--- START Data lines ---
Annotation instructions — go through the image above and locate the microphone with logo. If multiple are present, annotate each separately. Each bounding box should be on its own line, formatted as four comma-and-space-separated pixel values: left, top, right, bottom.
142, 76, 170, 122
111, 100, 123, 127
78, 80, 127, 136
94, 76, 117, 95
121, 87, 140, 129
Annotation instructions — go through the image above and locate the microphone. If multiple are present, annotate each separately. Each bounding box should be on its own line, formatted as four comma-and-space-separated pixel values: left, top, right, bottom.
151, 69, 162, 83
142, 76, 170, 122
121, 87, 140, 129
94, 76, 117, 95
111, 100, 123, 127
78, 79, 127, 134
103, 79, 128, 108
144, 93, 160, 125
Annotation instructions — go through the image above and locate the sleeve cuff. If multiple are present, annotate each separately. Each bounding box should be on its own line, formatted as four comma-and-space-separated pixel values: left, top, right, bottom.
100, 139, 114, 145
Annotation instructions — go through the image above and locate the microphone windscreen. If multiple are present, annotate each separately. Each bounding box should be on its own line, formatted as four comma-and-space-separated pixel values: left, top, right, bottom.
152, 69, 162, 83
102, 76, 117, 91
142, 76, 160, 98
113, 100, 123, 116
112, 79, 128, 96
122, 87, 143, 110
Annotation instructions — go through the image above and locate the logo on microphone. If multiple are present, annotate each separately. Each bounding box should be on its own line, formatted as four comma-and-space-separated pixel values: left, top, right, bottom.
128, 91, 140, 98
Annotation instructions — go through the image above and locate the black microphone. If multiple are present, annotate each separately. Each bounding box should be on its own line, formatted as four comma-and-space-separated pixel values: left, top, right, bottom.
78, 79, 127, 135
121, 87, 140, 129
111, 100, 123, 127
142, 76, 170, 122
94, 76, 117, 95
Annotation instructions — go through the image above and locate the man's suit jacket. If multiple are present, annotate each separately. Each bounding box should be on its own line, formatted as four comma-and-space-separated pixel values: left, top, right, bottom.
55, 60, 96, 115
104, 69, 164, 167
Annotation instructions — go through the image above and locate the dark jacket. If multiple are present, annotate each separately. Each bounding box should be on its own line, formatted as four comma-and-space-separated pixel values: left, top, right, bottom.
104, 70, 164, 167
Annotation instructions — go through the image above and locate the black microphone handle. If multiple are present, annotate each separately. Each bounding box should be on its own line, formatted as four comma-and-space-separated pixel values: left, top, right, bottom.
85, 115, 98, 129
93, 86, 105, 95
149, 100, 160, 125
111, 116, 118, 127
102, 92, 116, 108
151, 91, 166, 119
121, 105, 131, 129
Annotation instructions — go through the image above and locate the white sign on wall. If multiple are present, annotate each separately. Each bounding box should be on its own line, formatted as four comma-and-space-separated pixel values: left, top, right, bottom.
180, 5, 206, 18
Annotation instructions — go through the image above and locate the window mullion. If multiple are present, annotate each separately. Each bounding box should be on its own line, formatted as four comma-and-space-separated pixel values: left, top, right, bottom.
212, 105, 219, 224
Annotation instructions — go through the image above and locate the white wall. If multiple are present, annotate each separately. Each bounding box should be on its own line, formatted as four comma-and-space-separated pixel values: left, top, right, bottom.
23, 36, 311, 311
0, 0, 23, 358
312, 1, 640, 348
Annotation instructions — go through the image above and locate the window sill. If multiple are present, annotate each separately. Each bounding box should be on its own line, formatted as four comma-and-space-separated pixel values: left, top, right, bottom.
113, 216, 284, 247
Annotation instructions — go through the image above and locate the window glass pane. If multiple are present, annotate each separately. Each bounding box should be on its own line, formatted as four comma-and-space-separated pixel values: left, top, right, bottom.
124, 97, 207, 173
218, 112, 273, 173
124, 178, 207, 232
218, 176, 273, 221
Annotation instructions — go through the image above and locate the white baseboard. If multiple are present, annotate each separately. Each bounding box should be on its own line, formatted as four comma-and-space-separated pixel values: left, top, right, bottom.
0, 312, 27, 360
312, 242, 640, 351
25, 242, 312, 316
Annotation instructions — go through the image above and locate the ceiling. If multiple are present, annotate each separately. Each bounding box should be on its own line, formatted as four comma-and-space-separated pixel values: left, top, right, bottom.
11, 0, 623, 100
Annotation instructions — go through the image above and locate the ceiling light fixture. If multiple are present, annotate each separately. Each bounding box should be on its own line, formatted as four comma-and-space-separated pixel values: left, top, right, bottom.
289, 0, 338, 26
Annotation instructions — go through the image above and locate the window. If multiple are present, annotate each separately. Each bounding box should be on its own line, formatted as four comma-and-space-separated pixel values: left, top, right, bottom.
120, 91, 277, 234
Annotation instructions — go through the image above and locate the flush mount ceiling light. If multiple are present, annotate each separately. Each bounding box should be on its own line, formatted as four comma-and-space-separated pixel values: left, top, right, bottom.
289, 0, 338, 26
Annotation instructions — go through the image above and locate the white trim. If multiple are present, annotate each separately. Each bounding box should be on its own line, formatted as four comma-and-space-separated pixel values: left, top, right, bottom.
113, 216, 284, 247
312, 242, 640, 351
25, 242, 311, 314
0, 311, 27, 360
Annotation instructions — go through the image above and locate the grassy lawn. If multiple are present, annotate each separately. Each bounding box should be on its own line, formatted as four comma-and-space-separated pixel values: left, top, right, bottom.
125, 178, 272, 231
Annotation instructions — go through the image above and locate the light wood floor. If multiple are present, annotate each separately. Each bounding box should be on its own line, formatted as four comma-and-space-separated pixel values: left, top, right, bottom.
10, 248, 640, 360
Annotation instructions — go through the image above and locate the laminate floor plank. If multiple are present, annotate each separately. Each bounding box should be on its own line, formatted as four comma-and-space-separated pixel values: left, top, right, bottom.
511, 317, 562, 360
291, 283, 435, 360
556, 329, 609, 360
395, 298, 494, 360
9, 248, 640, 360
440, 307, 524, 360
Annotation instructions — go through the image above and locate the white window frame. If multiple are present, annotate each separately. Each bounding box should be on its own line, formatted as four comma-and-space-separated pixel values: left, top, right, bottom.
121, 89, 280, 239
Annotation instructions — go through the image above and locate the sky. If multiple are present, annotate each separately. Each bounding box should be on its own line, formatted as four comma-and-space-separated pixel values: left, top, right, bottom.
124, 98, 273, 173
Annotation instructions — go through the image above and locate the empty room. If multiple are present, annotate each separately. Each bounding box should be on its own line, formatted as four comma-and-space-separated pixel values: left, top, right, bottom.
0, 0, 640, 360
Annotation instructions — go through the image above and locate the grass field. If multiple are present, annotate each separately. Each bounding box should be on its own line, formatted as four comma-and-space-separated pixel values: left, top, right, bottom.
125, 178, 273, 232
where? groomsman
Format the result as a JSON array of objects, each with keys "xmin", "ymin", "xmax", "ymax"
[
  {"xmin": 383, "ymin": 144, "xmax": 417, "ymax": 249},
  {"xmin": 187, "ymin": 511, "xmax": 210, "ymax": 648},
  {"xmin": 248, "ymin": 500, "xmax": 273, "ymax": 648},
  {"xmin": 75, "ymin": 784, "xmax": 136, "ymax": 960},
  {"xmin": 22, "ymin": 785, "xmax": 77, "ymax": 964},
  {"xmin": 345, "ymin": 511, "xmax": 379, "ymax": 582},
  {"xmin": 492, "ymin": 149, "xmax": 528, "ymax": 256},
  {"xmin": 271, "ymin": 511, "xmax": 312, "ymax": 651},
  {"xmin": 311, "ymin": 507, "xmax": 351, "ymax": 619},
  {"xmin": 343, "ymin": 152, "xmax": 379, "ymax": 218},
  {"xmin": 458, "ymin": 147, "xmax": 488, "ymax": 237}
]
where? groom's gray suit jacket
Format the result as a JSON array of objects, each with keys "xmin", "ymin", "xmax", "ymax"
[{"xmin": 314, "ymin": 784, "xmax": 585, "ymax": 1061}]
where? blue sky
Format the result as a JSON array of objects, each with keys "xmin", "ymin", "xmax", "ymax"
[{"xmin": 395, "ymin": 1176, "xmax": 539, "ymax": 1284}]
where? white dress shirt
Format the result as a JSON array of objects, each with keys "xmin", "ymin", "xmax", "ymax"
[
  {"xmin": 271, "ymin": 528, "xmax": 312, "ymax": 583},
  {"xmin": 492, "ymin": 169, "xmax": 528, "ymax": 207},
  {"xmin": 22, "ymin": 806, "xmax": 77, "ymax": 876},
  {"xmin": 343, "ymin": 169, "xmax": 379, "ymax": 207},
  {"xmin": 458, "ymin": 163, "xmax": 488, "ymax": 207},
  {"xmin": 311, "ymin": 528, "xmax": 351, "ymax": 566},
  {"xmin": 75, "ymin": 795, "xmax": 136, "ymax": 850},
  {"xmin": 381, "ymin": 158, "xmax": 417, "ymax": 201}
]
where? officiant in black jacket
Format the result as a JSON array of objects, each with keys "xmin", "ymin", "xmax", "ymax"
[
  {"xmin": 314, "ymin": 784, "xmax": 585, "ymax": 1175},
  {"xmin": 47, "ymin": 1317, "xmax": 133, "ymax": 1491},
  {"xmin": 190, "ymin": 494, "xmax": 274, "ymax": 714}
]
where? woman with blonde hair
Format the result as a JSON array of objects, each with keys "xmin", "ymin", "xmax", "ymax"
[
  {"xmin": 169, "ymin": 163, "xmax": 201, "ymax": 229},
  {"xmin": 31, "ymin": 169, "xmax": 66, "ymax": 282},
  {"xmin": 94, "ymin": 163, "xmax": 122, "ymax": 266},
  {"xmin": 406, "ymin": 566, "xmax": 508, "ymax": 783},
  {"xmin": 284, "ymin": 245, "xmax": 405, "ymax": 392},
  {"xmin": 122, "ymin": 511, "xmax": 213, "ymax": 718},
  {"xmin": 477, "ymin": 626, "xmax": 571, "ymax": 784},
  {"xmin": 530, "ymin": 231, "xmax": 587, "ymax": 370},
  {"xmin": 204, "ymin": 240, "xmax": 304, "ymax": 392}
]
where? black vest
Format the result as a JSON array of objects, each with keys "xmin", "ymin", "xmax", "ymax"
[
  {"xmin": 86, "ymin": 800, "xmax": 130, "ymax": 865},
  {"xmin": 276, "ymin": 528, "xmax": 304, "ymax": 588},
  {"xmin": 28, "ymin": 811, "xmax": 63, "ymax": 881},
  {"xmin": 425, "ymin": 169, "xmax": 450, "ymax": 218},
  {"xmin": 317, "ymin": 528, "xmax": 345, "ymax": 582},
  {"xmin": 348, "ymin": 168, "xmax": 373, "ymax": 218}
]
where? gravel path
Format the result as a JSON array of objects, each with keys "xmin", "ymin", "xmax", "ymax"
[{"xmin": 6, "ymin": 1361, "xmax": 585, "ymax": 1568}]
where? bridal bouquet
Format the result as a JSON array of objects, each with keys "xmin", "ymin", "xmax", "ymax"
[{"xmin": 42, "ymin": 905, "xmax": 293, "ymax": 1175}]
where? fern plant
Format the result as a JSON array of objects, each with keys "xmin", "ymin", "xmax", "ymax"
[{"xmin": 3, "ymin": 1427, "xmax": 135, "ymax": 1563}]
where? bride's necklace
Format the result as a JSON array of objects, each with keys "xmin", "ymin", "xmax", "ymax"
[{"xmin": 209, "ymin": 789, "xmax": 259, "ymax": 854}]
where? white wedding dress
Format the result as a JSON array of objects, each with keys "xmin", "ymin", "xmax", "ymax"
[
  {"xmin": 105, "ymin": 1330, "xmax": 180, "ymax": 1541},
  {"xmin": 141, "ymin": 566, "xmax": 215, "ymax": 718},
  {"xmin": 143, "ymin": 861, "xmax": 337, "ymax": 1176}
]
--- END Data lines ---
The exercise
Rewrite the stretch of lines from the one containing "locate the man's" through the one containing "104, 69, 164, 167", swapping "suit jacket" for "blazer" and leaving everything else unchanged.

Result of the task
Annotation instructions — go through the image above and locate the man's blazer. If multiple are present, annotate each separately. Each bounding box should be on its own line, formatted as four comma-and-space-separated pixel values: left, top, right, bottom.
55, 60, 96, 115
104, 69, 164, 167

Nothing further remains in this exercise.